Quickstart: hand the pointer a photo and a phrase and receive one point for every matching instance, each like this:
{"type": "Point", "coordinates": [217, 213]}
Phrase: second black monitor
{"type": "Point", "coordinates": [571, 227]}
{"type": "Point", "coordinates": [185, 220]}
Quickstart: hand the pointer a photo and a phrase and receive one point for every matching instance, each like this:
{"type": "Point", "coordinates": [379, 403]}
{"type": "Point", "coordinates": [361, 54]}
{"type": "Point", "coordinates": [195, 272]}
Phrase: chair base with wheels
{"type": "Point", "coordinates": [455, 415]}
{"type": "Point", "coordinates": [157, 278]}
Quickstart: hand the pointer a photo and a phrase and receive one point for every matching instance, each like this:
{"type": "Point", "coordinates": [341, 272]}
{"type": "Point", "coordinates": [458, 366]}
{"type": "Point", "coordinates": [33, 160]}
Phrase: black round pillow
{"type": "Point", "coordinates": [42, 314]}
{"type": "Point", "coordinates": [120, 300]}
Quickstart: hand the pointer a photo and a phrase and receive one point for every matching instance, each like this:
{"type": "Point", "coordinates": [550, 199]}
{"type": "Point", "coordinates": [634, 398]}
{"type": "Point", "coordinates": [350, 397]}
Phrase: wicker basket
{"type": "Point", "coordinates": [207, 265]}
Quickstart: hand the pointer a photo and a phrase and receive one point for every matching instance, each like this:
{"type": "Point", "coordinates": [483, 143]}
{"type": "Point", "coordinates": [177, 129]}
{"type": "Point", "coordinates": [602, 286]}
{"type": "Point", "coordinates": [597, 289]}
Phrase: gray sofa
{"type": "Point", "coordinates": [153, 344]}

------------------------------------------------------------------------

Task brief:
Every entry above should be duplicated exactly.

Response box:
Quickstart: hand the pointer a photo and a phrase and receive one point for every matching instance, each like this:
{"type": "Point", "coordinates": [217, 213]}
Phrase: second black monitor
{"type": "Point", "coordinates": [571, 227]}
{"type": "Point", "coordinates": [185, 220]}
Quickstart: hand the pointer a photo and a phrase and receive one point for every matching instance, each like this:
{"type": "Point", "coordinates": [379, 403]}
{"type": "Point", "coordinates": [361, 54]}
{"type": "Point", "coordinates": [195, 272]}
Phrase: chair base with wheels
{"type": "Point", "coordinates": [455, 415]}
{"type": "Point", "coordinates": [157, 278]}
Quickstart: hand the pointer a photo and a phrase and receive one point for every matching instance, each like this:
{"type": "Point", "coordinates": [341, 272]}
{"type": "Point", "coordinates": [458, 366]}
{"type": "Point", "coordinates": [33, 160]}
Phrase: black round pillow
{"type": "Point", "coordinates": [42, 314]}
{"type": "Point", "coordinates": [120, 300]}
Quickstart: hand the pointer a photo and a phrase and receive one point for every matching instance, each like this:
{"type": "Point", "coordinates": [550, 199]}
{"type": "Point", "coordinates": [634, 398]}
{"type": "Point", "coordinates": [350, 397]}
Phrase: wicker basket
{"type": "Point", "coordinates": [207, 265]}
Quickstart: hand the pointer a photo and a phrase and receive one point for every matching instance, each like this:
{"type": "Point", "coordinates": [483, 143]}
{"type": "Point", "coordinates": [177, 129]}
{"type": "Point", "coordinates": [602, 286]}
{"type": "Point", "coordinates": [597, 289]}
Phrase: gray sofa
{"type": "Point", "coordinates": [153, 344]}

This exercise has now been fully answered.